* [Task goal]: In the entries below, replace every "frame" with "image" and keep everything else as it is. Leave the pictures out.
=== Input material ===
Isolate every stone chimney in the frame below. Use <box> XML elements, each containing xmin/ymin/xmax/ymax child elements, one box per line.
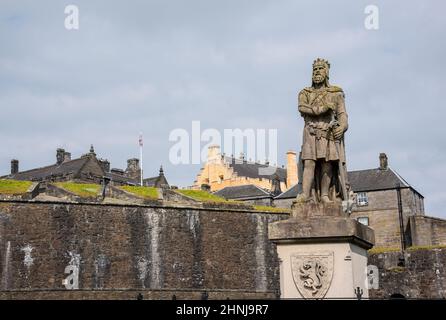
<box><xmin>286</xmin><ymin>151</ymin><xmax>298</xmax><ymax>188</ymax></box>
<box><xmin>98</xmin><ymin>159</ymin><xmax>110</xmax><ymax>172</ymax></box>
<box><xmin>125</xmin><ymin>158</ymin><xmax>141</xmax><ymax>182</ymax></box>
<box><xmin>56</xmin><ymin>148</ymin><xmax>65</xmax><ymax>164</ymax></box>
<box><xmin>208</xmin><ymin>144</ymin><xmax>221</xmax><ymax>163</ymax></box>
<box><xmin>11</xmin><ymin>159</ymin><xmax>19</xmax><ymax>174</ymax></box>
<box><xmin>379</xmin><ymin>153</ymin><xmax>389</xmax><ymax>170</ymax></box>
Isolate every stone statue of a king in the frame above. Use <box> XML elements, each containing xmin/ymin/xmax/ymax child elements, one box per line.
<box><xmin>297</xmin><ymin>58</ymin><xmax>350</xmax><ymax>203</ymax></box>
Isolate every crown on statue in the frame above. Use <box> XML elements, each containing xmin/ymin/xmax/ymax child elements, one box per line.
<box><xmin>313</xmin><ymin>58</ymin><xmax>330</xmax><ymax>70</ymax></box>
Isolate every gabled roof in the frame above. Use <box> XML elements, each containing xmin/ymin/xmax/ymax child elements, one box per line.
<box><xmin>225</xmin><ymin>157</ymin><xmax>286</xmax><ymax>182</ymax></box>
<box><xmin>348</xmin><ymin>168</ymin><xmax>410</xmax><ymax>192</ymax></box>
<box><xmin>214</xmin><ymin>184</ymin><xmax>272</xmax><ymax>199</ymax></box>
<box><xmin>5</xmin><ymin>157</ymin><xmax>89</xmax><ymax>181</ymax></box>
<box><xmin>274</xmin><ymin>168</ymin><xmax>422</xmax><ymax>199</ymax></box>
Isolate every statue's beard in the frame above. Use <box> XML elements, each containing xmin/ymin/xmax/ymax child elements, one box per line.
<box><xmin>313</xmin><ymin>74</ymin><xmax>325</xmax><ymax>84</ymax></box>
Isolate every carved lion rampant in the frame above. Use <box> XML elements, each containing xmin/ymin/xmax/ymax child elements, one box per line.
<box><xmin>291</xmin><ymin>251</ymin><xmax>334</xmax><ymax>299</ymax></box>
===
* [Complete answer]:
Isolate every stone chimney in the image below. Use <box> XML elements, each containing xmin/ymin/xmax/ymax child elements, one box per line.
<box><xmin>286</xmin><ymin>151</ymin><xmax>298</xmax><ymax>188</ymax></box>
<box><xmin>98</xmin><ymin>159</ymin><xmax>110</xmax><ymax>172</ymax></box>
<box><xmin>125</xmin><ymin>158</ymin><xmax>141</xmax><ymax>182</ymax></box>
<box><xmin>56</xmin><ymin>148</ymin><xmax>65</xmax><ymax>164</ymax></box>
<box><xmin>208</xmin><ymin>144</ymin><xmax>221</xmax><ymax>163</ymax></box>
<box><xmin>11</xmin><ymin>159</ymin><xmax>19</xmax><ymax>174</ymax></box>
<box><xmin>379</xmin><ymin>153</ymin><xmax>389</xmax><ymax>170</ymax></box>
Isolate every stone statue of a king in the image above. Use <box> XML elements, each containing xmin/ymin/xmax/ymax child elements, one box per line.
<box><xmin>297</xmin><ymin>58</ymin><xmax>350</xmax><ymax>203</ymax></box>
Isolate every crown on statue in the image above. Use <box> XML elements, each containing xmin/ymin/xmax/ymax child elements, one box per line.
<box><xmin>313</xmin><ymin>58</ymin><xmax>330</xmax><ymax>70</ymax></box>
Isolate every gabled roof in the image above. Use <box> XML elements, each containing xmin/ymin/xmax/ymax child elements, one box per line.
<box><xmin>225</xmin><ymin>157</ymin><xmax>286</xmax><ymax>182</ymax></box>
<box><xmin>348</xmin><ymin>168</ymin><xmax>410</xmax><ymax>192</ymax></box>
<box><xmin>214</xmin><ymin>184</ymin><xmax>272</xmax><ymax>199</ymax></box>
<box><xmin>5</xmin><ymin>157</ymin><xmax>89</xmax><ymax>181</ymax></box>
<box><xmin>274</xmin><ymin>168</ymin><xmax>422</xmax><ymax>199</ymax></box>
Isolate every statue's beard in the image above. Use <box> XML elements, each containing xmin/ymin/xmax/ymax child elements, one box per line.
<box><xmin>313</xmin><ymin>74</ymin><xmax>325</xmax><ymax>84</ymax></box>
Isolate every carved lion rampant in the image above. Use <box> XML elements, each containing xmin/ymin/xmax/ymax child elements, one box per line.
<box><xmin>291</xmin><ymin>251</ymin><xmax>334</xmax><ymax>299</ymax></box>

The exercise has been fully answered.